Отрывок для чтения:
○ ○ ○ ○ ○

Анастасия Урнова: Не вопрос, давайте поправим. Сейчас просто, разрешите, я дам еще другим высказаться. Пожалуйста, Юрий, мне кажется, вы хотели сказать.

Юрий Макеев: Я вполне согласен с тем, что коррупция – это бизнес. Но с другой стороны, дословный перевод этого слова – "разложение". Фактически коррупционерами в Российской Федерации… Вот когда мне задают этот вопрос: "Сколько, вы считаете, коррупционеров?" – я считаю, что практически все население является латентными коррупционерами. Коррупционеры бывают активные, которые берут взятки. Пассивные коррупционеры (мы их так разделяем), которые готовы давать и дают взятки.

И пусть каждый встанет около зеркала и задаст себе вопрос: "Что бы я делал, если бы у меня была возможность безнаказанно брать взятки и воровать из бюджета?" Я думаю, что если отвечать честно, практически каждый житель Российской Федерации является потенциальным, латентным коррупционером. Коррупция – это проблема этнопсихологической мифологемы, это проблема психологии, это проблема нравственности как таковая. Насколько эти потенциальные возможности реализуются в той или иной обстановке – это зависит от политики государства, от законодательной базы и от формирования правоприменительной практики по этим законам.

Анастасия Урнова: Вот сейчас вы как бы оценили?

Юрий Макеев: На данный момент, я считаю, есть прямо пропорциональная зависимость между количеством возбужденным уголовных коррупционных дел, следствием и уровнем борьбы с коррупцией. Чем выше уровень противодействия коррупции и борьбы с коррупцией, тем больше уголовных дел возникает, соответственно. На данный момент статистика крайне занижена. Я из своей практики… Вот наша организация – это эксперты, юристы, адвокаты, правозащитники, журналисты. Из 100 обращений одно-два обращения находят отклик и реально начинают воплощаться в какие-то конкретные действия в правоохранительных органах, в судах, в прокуратуре.

○ ○ ○ ○ ○

Список заданий:
A. Сколько обращений из 100, по словам Юрия Макеева из отрывка о коррупции, находят отклик и реально начинают воплощаться в конкретные действия?
B. Замените в отрывке о коррупции «статистика» на «отчетность» и приведите фрагмент между «Анастасия Урнова: Вот» и «судах, в прокуратуре.» включительно.
Позиции, приведенные далее, взяты из другого источника.

○ ○ ○ ○ ○

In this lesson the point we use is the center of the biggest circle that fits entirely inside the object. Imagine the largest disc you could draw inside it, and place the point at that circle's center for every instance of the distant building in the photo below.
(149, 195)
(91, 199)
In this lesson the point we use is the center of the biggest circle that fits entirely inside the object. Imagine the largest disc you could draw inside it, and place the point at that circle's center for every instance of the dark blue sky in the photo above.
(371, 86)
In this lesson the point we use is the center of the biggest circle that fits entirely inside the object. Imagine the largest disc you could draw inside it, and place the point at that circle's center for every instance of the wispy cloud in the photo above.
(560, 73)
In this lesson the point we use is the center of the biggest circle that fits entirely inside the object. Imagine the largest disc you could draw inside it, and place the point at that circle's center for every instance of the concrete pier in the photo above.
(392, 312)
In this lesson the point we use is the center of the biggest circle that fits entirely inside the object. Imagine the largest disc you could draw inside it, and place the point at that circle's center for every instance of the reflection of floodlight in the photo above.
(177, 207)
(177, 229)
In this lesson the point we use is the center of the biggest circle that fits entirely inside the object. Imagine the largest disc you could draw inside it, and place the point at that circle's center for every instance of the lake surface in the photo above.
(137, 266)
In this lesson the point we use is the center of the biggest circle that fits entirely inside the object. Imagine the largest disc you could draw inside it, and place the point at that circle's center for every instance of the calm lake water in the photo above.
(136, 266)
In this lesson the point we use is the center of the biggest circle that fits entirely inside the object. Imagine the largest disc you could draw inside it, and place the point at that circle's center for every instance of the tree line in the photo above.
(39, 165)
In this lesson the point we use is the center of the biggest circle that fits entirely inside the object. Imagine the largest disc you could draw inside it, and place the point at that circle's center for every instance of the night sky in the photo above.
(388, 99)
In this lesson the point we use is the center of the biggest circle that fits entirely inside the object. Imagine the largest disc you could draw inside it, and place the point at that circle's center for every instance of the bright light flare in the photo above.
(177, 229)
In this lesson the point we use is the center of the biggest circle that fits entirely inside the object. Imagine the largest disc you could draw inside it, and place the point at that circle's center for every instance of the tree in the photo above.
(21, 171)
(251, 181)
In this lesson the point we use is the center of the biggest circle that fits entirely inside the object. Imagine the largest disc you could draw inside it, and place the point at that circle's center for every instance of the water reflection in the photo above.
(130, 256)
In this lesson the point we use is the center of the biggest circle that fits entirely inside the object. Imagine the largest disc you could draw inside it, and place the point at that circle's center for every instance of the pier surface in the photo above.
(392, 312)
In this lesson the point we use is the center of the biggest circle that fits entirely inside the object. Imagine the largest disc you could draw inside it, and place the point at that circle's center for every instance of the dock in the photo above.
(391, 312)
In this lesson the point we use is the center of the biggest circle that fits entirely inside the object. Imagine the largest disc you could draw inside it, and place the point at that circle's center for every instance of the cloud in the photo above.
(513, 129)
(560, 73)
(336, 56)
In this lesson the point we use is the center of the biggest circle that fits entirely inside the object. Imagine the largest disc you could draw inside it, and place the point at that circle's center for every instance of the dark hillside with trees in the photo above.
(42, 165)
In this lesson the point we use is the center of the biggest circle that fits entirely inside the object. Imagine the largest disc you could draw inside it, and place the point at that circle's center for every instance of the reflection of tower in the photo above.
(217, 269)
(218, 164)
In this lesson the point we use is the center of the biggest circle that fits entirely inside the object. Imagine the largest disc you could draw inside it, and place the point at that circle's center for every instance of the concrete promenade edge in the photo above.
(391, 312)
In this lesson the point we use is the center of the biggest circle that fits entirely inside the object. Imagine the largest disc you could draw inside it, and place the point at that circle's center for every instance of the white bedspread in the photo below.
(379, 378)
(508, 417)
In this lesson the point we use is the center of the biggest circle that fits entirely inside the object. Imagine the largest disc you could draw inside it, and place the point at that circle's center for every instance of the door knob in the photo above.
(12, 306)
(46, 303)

○ ○ ○ ○ ○

Ответы к упражнению:
A. Одно-два обращения.

B.
Анастасия Урнова: Вот сейчас вы как бы оценили?

Юрий Макеев: На данный момент, я считаю, есть прямо пропорциональная зависимость между количеством возбужденным уголовных коррупционных дел, следствием и уровнем борьбы с коррупцией. Чем выше уровень противодействия коррупции и борьбы с коррупцией, тем больше уголовных дел возникает, соответственно. На данный момент отчетность крайне занижена. Я из своей практики… Вот наша организация – это эксперты, юристы, адвокаты, правозащитники, журналисты. Из 100 обращений одно-два обращения находят отклик и реально начинают воплощаться в какие-то конкретные действия в правоохранительных органах, в судах, в прокуратуре.